Exercise data:

— BEGIN —

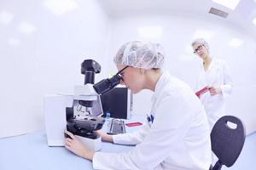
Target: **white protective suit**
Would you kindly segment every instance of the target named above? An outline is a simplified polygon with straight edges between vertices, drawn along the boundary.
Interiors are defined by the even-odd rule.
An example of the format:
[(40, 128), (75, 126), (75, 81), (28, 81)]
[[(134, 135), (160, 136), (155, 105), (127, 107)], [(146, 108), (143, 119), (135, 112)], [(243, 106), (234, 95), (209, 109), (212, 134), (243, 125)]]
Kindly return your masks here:
[(113, 136), (115, 144), (136, 147), (128, 152), (96, 152), (93, 168), (209, 169), (209, 125), (203, 106), (190, 88), (164, 72), (152, 100), (153, 123), (143, 124), (135, 133)]
[(209, 92), (200, 97), (207, 114), (210, 129), (215, 122), (225, 115), (226, 96), (232, 92), (232, 79), (227, 64), (222, 60), (212, 59), (208, 69), (202, 66), (197, 80), (197, 89), (206, 86), (220, 87), (222, 94), (211, 95)]

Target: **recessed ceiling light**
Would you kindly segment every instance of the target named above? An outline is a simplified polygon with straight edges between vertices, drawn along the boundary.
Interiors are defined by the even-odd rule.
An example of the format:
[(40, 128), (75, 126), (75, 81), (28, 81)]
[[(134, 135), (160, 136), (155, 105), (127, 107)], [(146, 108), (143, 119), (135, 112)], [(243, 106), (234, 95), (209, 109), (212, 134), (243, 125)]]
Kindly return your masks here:
[(137, 29), (138, 35), (142, 38), (155, 39), (162, 36), (163, 28), (161, 26), (145, 26)]
[(17, 38), (15, 38), (15, 37), (10, 37), (9, 40), (8, 40), (8, 42), (9, 45), (11, 46), (17, 46), (20, 44), (20, 41)]
[(220, 5), (231, 8), (232, 10), (236, 8), (236, 7), (240, 2), (240, 0), (212, 0), (212, 1)]
[(253, 23), (256, 25), (256, 17), (253, 19)]
[(14, 14), (7, 12), (7, 11), (2, 11), (0, 13), (0, 23), (8, 25), (14, 19)]
[(193, 39), (195, 38), (204, 38), (207, 40), (211, 39), (214, 36), (215, 32), (208, 30), (197, 30), (193, 37)]
[(237, 48), (243, 43), (243, 41), (238, 38), (232, 38), (229, 45), (234, 48)]
[(44, 4), (55, 14), (67, 14), (79, 7), (74, 0), (44, 0)]
[(24, 34), (32, 34), (37, 30), (37, 28), (28, 22), (21, 22), (18, 26), (18, 30)]

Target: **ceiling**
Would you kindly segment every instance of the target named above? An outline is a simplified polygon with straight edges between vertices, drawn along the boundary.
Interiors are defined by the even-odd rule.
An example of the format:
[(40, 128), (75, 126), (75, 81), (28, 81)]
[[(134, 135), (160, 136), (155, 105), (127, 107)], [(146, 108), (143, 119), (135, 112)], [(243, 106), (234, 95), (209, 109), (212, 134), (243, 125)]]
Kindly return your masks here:
[[(216, 18), (244, 30), (256, 38), (256, 0), (241, 0), (235, 10), (221, 6), (212, 0), (98, 0), (110, 17), (131, 14), (166, 14), (189, 17)], [(229, 14), (226, 19), (208, 13), (211, 8)], [(191, 15), (191, 14), (193, 15)]]

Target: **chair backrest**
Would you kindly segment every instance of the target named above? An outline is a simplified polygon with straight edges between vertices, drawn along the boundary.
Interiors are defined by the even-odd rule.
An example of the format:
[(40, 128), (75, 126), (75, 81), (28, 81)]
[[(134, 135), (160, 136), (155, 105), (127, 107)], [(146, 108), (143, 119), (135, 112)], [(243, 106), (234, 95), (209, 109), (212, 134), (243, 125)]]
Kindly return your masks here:
[(222, 165), (231, 167), (241, 151), (245, 138), (245, 127), (239, 118), (233, 116), (219, 118), (211, 132), (212, 150), (218, 158), (212, 169), (220, 169)]

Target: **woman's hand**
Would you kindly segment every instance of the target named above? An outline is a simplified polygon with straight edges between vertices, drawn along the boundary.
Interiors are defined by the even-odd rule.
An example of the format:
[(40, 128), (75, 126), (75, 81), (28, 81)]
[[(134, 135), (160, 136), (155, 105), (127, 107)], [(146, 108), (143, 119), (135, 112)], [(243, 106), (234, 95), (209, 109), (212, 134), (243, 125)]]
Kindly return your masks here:
[(222, 94), (221, 88), (219, 87), (209, 87), (209, 91), (211, 95)]
[(70, 138), (67, 138), (65, 139), (65, 147), (72, 151), (73, 153), (84, 157), (88, 160), (92, 160), (94, 156), (94, 151), (89, 150), (84, 146), (80, 140), (79, 140), (73, 133), (68, 131), (65, 131), (67, 134), (70, 136)]
[(97, 130), (97, 131), (96, 131), (96, 132), (99, 135), (102, 136), (102, 139), (103, 141), (113, 143), (113, 137), (112, 137), (112, 135), (107, 134), (106, 133), (104, 133), (104, 132), (102, 131), (102, 130)]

— END —

Exercise prompt:
Copy out, unchanged, every line of the listing above that contains the word "ceiling".

Result below:
Target: **recessed ceiling light**
Target: **ceiling**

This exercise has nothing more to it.